[Excerpt provided]
This is fine but does not represent the current situation.  Currently we have a "common set of diagramming techniques" but we do not have much (if any) "semantic background" and, unfortunately, many people seem to regard UML and design to be "finished" rather than "somewhere to start from".

The problem at present, especially when targeting Ada, is that UML, as described in books and as implemented in current tools, drives you down a path of programming by class extension which may not be appropriate for all problem domains.  It compounds this problem by not providing standard support for those areas where Ada is _more_ expressive and capable of _better_ abstraction than the design notation.  Ada's packages and private types for example.  I have even heard UML tool vendors describing Ada as "deficient" because it does not match UML's model of the world properly.

The end result is that real design skills are being supplanted by knowledge of particular tools and mechanical ways of using them.  In the end we reach the farcical levels of Shlaer Mellor where the very existence of a software design process is denied (SM alleges that once you have done the OO analysis, you just code the objects and tip them in a box and stir - no software design is required at all).

[Recorded data]

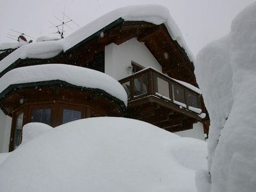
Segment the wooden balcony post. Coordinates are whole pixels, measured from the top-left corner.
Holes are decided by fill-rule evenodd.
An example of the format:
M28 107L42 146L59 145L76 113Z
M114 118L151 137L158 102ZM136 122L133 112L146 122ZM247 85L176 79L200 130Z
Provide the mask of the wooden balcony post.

[Required work]
**1)** Please transcribe the UML and Ada passage word for word, starting at "This is fine" and ending at "the world properly.".
**2)** Go on with the UML and Ada passage, picking up right after its last sentence.
The listing comes from a different source than the UML and Ada passage.

[Answers to the exercises]
**1)**
This is fine but does not represent the current situation.  Currently we have a "common set of diagramming techniques" but we do not have much (if any) "semantic background" and, unfortunately, many people seem to regard UML and design to be "finished" rather than "somewhere to start from".

The problem at present, especially when targeting Ada, is that UML, as described in books and as implemented in current tools, drives you down a path of programming by class extension which may not be appropriate for all problem domains.  It compounds this problem by not providing standard support for those areas where Ada is _more_ expressive and capable of _better_ abstraction than the design notation.  Ada's packages and private types for example.  I have even heard UML tool vendors describing Ada as "deficient" because it does not match UML's model of the world properly.

**2)**
At Praxis we have a put a lot of effort into a design approach for SPARK (and hence for Ada) called INFORMED; this places great emphasis on minimising coupling between units by reducing information flow (which is measured by the SPARK Examiner) to a functional minimum.  The method used to minimise information flow is careful choice of where "state" is located; e.g. an instance of an abstract data type as a local variable of a subprogram creates less information flow than use of a library-level abstract state machine.  We have found it interesting how hard it is to get these concepts across to UML users and tool vendors who tend to see location of state as an implementation detail where for us it is a prime design driver!

Peter

PS.. I wonder if there is any connection between the exporting of software engineering jobs to India etc. and this trend to see design as a mechanical, tool-driven process?  Real insight is rather harder to export.